Exercise objective >>
Below are records; transcribe only the line with "indicate: white stucco wall" and those after it, through the last line, without any change.

Items >>
****************************************

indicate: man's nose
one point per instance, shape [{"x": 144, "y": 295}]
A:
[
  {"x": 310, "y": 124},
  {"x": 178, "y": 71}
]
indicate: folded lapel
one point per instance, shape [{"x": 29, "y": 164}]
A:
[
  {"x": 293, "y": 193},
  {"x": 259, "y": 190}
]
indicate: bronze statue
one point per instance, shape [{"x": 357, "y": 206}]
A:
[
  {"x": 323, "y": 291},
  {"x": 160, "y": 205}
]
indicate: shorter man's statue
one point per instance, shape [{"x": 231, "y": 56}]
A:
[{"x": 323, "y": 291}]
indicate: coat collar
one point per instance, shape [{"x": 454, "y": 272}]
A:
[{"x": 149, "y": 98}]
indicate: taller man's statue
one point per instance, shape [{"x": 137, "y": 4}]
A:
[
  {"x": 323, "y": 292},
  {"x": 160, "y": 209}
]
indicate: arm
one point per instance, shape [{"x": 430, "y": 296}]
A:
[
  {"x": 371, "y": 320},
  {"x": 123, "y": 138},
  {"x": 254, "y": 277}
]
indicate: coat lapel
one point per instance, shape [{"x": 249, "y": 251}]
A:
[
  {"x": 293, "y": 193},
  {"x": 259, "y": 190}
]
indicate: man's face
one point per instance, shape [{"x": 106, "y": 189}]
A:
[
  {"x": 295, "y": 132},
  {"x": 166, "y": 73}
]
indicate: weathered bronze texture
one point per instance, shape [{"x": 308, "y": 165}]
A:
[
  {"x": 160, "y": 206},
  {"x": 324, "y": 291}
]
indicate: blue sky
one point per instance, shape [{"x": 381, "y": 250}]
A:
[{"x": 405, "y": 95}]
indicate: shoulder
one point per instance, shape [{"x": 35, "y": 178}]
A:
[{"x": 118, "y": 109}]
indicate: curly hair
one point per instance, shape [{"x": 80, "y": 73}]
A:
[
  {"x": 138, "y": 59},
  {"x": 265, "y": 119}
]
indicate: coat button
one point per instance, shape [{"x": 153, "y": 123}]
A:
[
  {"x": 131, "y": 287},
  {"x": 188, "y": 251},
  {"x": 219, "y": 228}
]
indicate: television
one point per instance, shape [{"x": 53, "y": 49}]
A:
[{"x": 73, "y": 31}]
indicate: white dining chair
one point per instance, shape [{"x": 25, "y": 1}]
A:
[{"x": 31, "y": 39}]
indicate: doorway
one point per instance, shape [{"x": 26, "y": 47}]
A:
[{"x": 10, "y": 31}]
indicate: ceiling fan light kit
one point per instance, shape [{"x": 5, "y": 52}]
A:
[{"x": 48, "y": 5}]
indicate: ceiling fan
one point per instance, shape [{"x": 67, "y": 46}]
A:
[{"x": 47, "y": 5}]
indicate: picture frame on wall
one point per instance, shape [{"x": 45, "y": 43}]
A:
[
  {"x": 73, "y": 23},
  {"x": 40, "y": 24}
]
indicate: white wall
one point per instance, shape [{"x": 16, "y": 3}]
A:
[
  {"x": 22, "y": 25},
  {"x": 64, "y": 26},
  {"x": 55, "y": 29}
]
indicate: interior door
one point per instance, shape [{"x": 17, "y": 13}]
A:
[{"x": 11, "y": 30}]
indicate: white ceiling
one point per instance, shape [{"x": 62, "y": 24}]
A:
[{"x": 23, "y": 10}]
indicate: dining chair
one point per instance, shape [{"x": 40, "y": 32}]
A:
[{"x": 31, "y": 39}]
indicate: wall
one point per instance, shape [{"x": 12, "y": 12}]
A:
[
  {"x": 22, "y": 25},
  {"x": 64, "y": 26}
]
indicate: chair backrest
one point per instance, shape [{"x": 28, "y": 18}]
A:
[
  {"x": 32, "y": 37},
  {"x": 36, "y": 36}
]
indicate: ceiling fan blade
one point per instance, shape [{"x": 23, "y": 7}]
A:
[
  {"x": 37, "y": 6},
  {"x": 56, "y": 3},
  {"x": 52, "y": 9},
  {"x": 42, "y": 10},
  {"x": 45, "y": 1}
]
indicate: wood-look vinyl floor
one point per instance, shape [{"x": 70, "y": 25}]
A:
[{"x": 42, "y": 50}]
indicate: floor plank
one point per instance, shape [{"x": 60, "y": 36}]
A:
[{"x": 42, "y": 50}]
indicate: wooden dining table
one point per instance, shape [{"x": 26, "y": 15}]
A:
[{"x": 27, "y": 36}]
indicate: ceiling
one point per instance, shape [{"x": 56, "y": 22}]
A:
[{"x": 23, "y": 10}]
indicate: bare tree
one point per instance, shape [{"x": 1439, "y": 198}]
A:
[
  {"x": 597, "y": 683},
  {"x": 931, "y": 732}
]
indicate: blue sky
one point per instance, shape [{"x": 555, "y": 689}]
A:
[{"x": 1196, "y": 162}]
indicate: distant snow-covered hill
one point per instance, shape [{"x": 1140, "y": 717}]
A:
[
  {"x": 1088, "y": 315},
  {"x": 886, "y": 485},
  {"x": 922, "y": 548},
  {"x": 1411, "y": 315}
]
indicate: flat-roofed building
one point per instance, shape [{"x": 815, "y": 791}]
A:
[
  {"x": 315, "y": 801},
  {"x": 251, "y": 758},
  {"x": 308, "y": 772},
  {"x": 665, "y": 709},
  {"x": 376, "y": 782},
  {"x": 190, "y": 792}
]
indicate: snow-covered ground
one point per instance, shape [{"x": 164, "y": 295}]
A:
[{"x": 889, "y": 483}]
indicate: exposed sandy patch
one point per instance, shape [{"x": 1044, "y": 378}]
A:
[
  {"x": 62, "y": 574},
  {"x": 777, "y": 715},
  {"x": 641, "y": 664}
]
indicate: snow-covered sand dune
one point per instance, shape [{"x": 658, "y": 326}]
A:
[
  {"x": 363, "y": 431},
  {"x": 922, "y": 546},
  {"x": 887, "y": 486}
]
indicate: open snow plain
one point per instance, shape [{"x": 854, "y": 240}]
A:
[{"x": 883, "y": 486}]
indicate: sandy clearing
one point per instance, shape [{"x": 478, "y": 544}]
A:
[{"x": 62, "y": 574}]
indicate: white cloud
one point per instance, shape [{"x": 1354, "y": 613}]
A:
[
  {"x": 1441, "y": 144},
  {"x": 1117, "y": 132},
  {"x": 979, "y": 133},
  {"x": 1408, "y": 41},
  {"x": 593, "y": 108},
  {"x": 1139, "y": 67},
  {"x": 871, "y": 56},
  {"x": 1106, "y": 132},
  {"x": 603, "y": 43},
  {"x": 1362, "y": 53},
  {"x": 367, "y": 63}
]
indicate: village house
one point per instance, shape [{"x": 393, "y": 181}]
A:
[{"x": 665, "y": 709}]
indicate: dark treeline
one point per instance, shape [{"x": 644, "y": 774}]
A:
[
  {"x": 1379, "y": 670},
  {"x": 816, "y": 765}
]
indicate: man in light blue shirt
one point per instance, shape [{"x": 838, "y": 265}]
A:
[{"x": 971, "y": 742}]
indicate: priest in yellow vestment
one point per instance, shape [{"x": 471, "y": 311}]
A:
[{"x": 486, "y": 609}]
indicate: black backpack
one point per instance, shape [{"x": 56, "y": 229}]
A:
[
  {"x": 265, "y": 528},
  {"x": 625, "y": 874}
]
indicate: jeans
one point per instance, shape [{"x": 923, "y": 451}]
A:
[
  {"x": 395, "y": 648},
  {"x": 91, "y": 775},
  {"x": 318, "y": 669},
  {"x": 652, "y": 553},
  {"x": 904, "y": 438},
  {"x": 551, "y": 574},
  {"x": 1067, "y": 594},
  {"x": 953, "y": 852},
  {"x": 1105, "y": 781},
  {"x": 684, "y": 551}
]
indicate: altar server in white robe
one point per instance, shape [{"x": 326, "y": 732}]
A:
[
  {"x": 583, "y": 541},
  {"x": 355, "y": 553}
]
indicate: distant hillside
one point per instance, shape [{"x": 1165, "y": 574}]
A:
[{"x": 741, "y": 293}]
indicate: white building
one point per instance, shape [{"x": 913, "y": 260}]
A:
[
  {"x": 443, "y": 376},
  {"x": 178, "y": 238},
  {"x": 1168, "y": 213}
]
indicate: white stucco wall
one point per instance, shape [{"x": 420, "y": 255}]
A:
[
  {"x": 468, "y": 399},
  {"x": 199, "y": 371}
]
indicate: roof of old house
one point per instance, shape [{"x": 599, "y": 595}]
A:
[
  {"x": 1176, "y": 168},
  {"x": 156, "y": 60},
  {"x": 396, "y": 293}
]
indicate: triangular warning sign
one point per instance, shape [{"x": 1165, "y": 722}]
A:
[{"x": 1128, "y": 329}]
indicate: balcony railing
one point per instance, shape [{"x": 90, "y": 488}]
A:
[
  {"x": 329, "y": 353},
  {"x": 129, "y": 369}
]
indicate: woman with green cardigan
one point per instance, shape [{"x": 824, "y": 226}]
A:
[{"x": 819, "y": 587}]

****************************************

Solution >>
indicate: white stucco wall
one point per instance, shape [{"x": 420, "y": 255}]
A:
[
  {"x": 468, "y": 399},
  {"x": 199, "y": 371}
]
indicate: roof of old house
one point per instance, shape [{"x": 599, "y": 595}]
A:
[
  {"x": 1176, "y": 168},
  {"x": 156, "y": 60},
  {"x": 396, "y": 293}
]
indicate: triangular warning sign
one point per instance, shape [{"x": 1165, "y": 722}]
A:
[{"x": 1128, "y": 329}]
indicate: balcony railing
one point per instance, shape [{"x": 90, "y": 488}]
A:
[
  {"x": 329, "y": 353},
  {"x": 129, "y": 369}
]
indicate: woman with green cardigan
one point per instance, shape [{"x": 824, "y": 226}]
A:
[{"x": 819, "y": 587}]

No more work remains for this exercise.